• _GIVEN TEXT_:
* start *

Apache Zookeeper Internals

13 min readAug 17, 2020

This article describes the internal working of Apache Zookeeper. It starts with the explanation of various components in Zookeeper and deep dives into its architecture.

Source: Google

Introduction

Apache Zookeeper is a distributed coordination service that is used by applications to implement various distributed primitives like leader election, configuration management, membership management, etc…

In an application involving multiple components, the components of the system need to work together and coordinate to achieve a result.

Example in a master-worker architecture

The master needs to identify its workers which are processing tasks and which are idle to execute more tasks
The master needs to identify the tasks assigned to each worker and its statuses
The system should elect a new master if the previous master is not reachable.

These functionalities require the need for a central system to execute all these coordination activities and clients in-turn connects to the central system to make progress.

Zookeeper exposes a hierarchical key-value store persisting data in a namespace much like a filesystem or a tree data structure. It provides strong consistency and ordering guarantees.

Use cases

Some of the applications utilizing the services of Zookeeper include:

Apache Kafka uses Zookeeper to store broker metadata, topic metadata, detecting broker failures, controller failures, etc…
HBase uses Zookeeper to maintain cluster metadata.
Apache Flink uses Zookeeper for the high availability of its JobManager.

znodes

Znodes are the fundamental abstraction provided by Zookeeper to represent a node in a tree-like structure.

A znode can store data in the form of a byte array and it can have child nodes.

Each znode also has an additional data structure called Stat which contains transaction id which created or modified the znode, transaction id which created or modified its children, timestamp, version for the data change, version for the child node change, ACL change, and the owner of the znode.

There are three different types of znodes:

Persistent znodes: These znodes remain permanent in Zookeeper even when the client that created it dies. The only way of deleting such nodes is by explicitly invoking delete API.
Ephemeral znodes: These znodes are transient in the sense that they remain in Zookeeper only during the active session of the client that created the znode. When the session expires or the client dies, the ephemeral nodes are automatically deleted.
Sequential znodes: When the client requests for the creation of a sequential znode, Zookeeper automatically appends an incrementing sequence number to the path. This helps in determining the order of the creation of znodes. Sequential znodes can be either ephemeral or persistent.

Following are the APIs provided by Zookeeper to interact with znodes

create /path data: Creates a new znode with the /path containing data
delete /path: Deletes the znode /path
exists /path: Checks whether the znode /path exists
setData /path data: Sets the data of znode /path to data
getData /path: Returns the data in /path
getChildren /path: Returns the list of children under /path

Zookeeper limits the size of each znode to be 1MB by default.

Client and Server

Apache Zookeeper has two components client and the server. The server component is implemented in Java and it can either run as standalone or as a cluster of servers. The cluster of servers is called an ensemble. Zookeeper provides two implementations of client API: one in Java and another in C.

When Zookeeper runs as an ensemble, one of the servers is elected as a leader. The other servers act as followers. The leader is responsible for processing all writes and it sequences write operations and establishes the order of operations to be applied to followers. The followers vote on the operations to consider the write successful. Reads can be processed by any of the servers.

* end *

• _GIVEN EXERCISE 1_:
In the Zookeeper internals article, what is the default size limit for each znode?

• _DATA IN THIS EXERCISE_:
* start *

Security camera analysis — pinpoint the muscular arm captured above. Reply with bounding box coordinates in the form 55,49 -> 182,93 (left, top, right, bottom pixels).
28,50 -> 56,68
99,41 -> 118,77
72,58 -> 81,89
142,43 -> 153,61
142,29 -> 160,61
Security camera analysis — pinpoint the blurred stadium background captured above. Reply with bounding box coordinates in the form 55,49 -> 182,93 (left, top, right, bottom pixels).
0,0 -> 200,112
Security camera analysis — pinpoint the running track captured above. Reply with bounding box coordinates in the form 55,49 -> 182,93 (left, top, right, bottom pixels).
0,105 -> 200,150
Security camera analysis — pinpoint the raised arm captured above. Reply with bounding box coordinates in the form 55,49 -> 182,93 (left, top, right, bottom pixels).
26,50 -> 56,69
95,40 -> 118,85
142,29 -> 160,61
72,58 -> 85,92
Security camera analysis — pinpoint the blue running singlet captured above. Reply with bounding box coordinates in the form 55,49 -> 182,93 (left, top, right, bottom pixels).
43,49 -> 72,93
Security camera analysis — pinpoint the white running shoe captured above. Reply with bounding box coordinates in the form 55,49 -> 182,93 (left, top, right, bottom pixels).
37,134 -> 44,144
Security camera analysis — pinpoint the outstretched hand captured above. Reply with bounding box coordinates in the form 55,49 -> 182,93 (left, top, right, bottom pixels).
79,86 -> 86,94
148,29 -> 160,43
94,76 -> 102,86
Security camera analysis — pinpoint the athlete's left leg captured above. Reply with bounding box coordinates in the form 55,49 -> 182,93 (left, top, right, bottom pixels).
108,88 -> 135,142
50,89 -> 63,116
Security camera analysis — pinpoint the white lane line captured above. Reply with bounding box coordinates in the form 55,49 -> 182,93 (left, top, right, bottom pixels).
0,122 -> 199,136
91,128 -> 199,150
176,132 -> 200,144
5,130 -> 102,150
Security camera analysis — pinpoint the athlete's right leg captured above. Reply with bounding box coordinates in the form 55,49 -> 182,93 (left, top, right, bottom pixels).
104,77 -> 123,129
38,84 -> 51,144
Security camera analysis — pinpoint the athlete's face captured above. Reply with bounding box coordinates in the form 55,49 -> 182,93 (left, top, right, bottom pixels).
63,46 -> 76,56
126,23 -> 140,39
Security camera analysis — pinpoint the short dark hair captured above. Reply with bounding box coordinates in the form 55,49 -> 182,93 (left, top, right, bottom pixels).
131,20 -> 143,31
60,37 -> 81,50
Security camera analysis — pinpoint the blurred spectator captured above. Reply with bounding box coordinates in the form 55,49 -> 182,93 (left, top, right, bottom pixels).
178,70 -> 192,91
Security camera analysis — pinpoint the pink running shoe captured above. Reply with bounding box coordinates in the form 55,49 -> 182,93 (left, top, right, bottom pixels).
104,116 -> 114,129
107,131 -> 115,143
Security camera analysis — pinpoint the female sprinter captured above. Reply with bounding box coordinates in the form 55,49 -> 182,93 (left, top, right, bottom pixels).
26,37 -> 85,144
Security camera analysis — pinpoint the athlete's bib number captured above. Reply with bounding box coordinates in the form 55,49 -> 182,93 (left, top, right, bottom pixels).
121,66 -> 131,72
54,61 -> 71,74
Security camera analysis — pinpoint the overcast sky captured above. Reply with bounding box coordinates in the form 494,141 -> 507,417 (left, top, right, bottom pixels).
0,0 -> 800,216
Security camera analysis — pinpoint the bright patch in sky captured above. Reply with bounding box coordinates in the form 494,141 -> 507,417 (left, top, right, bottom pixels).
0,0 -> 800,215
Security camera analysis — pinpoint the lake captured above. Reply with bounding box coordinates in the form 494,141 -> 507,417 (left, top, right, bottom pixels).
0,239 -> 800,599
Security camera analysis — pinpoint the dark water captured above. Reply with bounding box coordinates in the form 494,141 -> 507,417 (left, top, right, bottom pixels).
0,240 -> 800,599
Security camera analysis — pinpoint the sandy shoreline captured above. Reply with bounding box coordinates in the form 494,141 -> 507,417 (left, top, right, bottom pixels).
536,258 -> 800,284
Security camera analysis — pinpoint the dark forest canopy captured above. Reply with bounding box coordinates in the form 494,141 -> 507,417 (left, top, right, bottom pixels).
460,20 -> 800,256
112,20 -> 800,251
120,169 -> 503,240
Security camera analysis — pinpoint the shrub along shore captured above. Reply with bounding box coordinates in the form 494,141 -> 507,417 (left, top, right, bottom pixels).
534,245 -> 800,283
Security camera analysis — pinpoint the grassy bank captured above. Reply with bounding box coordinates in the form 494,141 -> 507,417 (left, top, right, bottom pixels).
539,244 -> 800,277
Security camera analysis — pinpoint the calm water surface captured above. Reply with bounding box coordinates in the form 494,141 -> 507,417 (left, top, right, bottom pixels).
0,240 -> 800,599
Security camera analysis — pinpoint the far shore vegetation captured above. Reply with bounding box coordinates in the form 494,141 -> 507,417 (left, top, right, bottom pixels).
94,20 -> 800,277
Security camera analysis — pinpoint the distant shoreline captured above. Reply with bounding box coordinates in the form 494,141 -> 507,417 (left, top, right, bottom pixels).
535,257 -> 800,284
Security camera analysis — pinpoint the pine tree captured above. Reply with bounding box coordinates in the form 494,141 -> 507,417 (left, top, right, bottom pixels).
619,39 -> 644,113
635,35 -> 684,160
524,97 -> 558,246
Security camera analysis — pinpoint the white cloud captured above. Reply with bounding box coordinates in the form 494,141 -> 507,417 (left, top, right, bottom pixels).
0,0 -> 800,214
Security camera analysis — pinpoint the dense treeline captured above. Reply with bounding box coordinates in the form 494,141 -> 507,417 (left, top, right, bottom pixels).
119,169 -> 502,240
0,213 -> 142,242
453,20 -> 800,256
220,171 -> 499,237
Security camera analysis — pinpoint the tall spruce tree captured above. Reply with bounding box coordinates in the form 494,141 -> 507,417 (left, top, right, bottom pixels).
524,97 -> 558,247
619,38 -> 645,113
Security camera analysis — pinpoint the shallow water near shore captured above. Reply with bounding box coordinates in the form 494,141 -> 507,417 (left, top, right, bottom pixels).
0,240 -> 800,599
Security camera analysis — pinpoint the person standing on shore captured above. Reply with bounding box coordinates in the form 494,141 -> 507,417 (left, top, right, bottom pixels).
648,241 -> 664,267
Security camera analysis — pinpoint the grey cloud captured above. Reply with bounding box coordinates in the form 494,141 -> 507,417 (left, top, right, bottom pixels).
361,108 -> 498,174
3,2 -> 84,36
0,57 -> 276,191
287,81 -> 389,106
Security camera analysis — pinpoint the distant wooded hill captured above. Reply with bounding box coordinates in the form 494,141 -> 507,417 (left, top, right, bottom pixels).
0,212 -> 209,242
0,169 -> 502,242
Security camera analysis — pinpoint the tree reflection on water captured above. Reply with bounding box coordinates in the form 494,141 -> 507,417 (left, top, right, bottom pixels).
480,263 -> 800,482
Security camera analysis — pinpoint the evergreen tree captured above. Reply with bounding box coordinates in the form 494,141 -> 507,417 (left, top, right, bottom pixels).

* end *

• _GIVEN EXERCISE 2_:
Report every line of the entries that contains the word "dark", matching case exactly.

• _CORRECT ANSWER 1_:
1MB

• _CORRECT ANSWER 2_:
Security camera analysis — pinpoint the short dark hair captured above. Reply with bounding box coordinates in the form 55,49 -> 182,93 (left, top, right, bottom pixels).
Security camera analysis — pinpoint the dark water captured above. Reply with bounding box coordinates in the form 494,141 -> 507,417 (left, top, right, bottom pixels).
Security camera analysis — pinpoint the dark forest canopy captured above. Reply with bounding box coordinates in the form 494,141 -> 507,417 (left, top, right, bottom pixels).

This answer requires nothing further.